### Provided data
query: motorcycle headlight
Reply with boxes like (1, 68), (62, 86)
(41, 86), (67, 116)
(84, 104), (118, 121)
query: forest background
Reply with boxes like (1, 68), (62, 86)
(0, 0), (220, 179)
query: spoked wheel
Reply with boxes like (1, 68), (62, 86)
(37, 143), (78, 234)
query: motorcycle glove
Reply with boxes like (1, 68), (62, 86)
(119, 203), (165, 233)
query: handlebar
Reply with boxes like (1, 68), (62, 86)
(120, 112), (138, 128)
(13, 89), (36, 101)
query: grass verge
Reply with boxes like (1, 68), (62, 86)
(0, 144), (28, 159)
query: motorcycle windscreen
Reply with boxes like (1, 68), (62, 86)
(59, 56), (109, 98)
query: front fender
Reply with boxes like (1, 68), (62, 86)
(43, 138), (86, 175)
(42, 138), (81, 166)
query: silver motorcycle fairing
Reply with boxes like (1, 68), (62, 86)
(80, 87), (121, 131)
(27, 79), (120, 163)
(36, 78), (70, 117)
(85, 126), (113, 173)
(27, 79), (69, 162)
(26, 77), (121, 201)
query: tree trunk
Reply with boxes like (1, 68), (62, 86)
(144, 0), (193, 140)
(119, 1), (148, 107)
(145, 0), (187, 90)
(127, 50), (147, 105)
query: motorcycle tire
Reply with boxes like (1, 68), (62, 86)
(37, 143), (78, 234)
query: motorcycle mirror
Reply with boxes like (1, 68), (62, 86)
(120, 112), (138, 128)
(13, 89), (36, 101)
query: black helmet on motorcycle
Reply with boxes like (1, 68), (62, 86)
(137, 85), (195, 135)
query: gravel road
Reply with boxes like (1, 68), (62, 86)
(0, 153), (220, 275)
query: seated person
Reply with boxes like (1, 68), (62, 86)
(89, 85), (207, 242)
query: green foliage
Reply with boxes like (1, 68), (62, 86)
---
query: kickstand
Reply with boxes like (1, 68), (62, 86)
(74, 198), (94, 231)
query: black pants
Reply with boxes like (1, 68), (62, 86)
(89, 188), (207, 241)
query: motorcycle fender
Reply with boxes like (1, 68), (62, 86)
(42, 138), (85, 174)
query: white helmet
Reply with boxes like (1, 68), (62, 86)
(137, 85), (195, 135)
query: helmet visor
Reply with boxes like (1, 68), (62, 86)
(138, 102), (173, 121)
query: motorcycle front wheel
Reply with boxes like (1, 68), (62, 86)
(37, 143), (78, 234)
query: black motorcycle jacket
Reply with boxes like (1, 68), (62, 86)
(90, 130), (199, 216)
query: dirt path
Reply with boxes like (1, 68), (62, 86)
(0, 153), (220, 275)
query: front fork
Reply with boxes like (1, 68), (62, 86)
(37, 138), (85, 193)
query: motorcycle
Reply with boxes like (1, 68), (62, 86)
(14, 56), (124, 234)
==
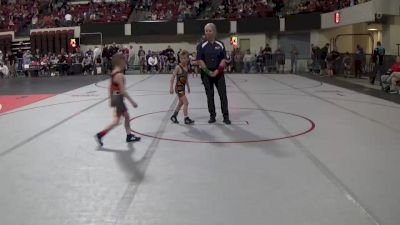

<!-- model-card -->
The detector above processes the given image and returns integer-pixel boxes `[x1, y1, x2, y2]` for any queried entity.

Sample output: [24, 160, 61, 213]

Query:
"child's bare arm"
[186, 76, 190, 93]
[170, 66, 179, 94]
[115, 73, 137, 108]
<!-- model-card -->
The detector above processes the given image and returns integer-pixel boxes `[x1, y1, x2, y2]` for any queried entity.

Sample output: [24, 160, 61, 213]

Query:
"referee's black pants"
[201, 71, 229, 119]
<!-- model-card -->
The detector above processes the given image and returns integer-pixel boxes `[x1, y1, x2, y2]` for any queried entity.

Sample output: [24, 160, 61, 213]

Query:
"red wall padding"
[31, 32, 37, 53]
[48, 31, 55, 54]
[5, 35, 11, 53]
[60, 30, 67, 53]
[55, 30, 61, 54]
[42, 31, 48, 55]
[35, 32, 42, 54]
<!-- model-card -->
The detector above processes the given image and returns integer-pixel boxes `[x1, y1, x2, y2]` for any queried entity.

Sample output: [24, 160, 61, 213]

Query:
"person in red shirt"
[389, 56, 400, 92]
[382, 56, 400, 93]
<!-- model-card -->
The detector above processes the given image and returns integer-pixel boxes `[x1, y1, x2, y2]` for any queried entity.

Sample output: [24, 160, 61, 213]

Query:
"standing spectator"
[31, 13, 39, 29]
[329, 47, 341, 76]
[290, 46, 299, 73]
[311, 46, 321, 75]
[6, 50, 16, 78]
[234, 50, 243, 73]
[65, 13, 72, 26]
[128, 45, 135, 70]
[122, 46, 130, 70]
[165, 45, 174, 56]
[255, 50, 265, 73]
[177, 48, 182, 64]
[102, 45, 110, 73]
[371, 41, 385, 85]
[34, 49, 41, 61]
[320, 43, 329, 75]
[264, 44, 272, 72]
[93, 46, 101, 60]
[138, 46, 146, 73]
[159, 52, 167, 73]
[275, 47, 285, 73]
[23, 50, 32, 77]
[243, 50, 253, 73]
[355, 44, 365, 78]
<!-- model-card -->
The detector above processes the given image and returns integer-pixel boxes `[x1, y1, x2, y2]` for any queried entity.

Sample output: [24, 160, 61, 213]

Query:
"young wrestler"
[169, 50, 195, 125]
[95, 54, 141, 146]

### Task directions
Return only the lines between the one holding "query: motorcycle headlight" and the one holding "query: tree trunk", inclusive, exactly as they appear above.

### Reply to the exercise
query: motorcycle headlight
Reply with boxes like (1, 68), (62, 86)
(41, 86), (67, 116)
(84, 104), (118, 121)
query: forest background
Reply with boxes like (1, 68), (62, 86)
(0, 0), (220, 179)
query: spoked wheel
Reply with boxes like (1, 68), (62, 86)
(37, 143), (78, 234)
query: motorcycle glove
Reply with boxes like (1, 68), (62, 86)
(119, 203), (165, 233)
query: handlebar
Reply with boxes like (1, 68), (62, 86)
(120, 112), (138, 128)
(13, 89), (36, 101)
query: grass verge
Reply with boxes like (1, 68), (62, 86)
(0, 144), (28, 159)
query: motorcycle windscreen
Reply with boxes like (1, 68), (62, 86)
(59, 56), (109, 98)
query: front fender
Reply with boxes like (1, 68), (62, 86)
(43, 138), (86, 175)
(42, 138), (81, 166)
query: silver motorcycle fairing
Reply with boxes like (1, 68), (62, 86)
(80, 87), (121, 131)
(27, 79), (120, 163)
(36, 78), (70, 117)
(85, 126), (113, 173)
(27, 79), (69, 162)
(26, 77), (121, 201)
query: tree trunk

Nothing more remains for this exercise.